◆ **Exercise description**:
Output the full listing below exactly, without the pictures.

◆ **Records from a collection**:
——————————

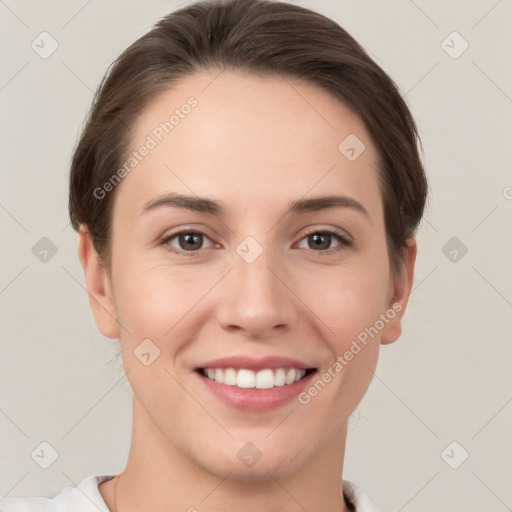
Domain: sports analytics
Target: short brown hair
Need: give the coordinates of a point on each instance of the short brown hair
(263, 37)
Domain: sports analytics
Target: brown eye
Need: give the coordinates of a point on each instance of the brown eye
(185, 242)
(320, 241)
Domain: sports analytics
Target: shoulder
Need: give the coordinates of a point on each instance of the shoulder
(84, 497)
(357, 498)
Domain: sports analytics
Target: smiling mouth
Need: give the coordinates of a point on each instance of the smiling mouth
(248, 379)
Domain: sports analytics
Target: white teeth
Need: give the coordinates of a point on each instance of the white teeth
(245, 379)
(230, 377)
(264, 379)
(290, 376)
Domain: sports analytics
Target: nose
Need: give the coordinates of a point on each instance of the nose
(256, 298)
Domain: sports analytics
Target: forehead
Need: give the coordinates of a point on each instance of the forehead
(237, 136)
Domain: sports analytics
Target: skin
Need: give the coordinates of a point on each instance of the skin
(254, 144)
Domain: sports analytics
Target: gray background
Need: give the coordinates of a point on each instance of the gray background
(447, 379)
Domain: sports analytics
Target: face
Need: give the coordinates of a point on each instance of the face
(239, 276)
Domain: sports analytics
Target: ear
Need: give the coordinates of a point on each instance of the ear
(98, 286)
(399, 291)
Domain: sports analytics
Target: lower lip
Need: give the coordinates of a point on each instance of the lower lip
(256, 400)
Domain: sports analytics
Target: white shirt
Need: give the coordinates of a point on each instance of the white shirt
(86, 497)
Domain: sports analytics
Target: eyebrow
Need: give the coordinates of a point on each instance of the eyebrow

——————————

◆ **Written solution**:
Domain: sports analytics
Target: short brown hair
Need: give the coordinates of a point on each instance of the short brown hair
(263, 37)
Domain: sports analytics
Target: brown eye
Need: give the coordinates of a point on each instance of the brown eye
(185, 242)
(320, 241)
Domain: sports analytics
Target: shoulder
Need: give the coordinates of a point on each instance of the shoulder
(84, 497)
(357, 498)
Domain: sports analytics
Target: smiling mouth
Need: give the coordinates of a point on each instance of the smiling mouth
(248, 379)
Domain: sports analytics
Target: white teeth
Need: give the coordinates of a point on each instance of the white teeth
(245, 379)
(230, 377)
(264, 379)
(290, 376)
Domain: sports analytics
Target: nose
Need: give the coordinates of a point on each instance of the nose
(256, 298)
Domain: sports analytics
Target: forehead
Need: give the coordinates of a point on each instance of the forehead
(237, 136)
Domain: sports analytics
Target: skin
Need: give the coordinates of a point on each instance of the skin
(254, 144)
Domain: sports analytics
Target: gray background
Need: give the coordinates of a point on each instance of the gray background
(447, 379)
Domain: sports analytics
Target: face
Need: give the coordinates of a point on each instance of the face
(239, 276)
Domain: sports analytics
Target: ear
Need: give the coordinates of a point on each instance of the ear
(98, 286)
(399, 291)
Domain: sports analytics
Target: lower lip
Need: give the coordinates of a point on each instance of the lower lip
(256, 400)
Domain: sports analytics
Target: white shirt
Need: give the coordinates of a point on each instance of the white shirt
(86, 497)
Domain: sports analytics
Target: eyebrow
Need: give the coordinates of a point on each instance of the eyebrow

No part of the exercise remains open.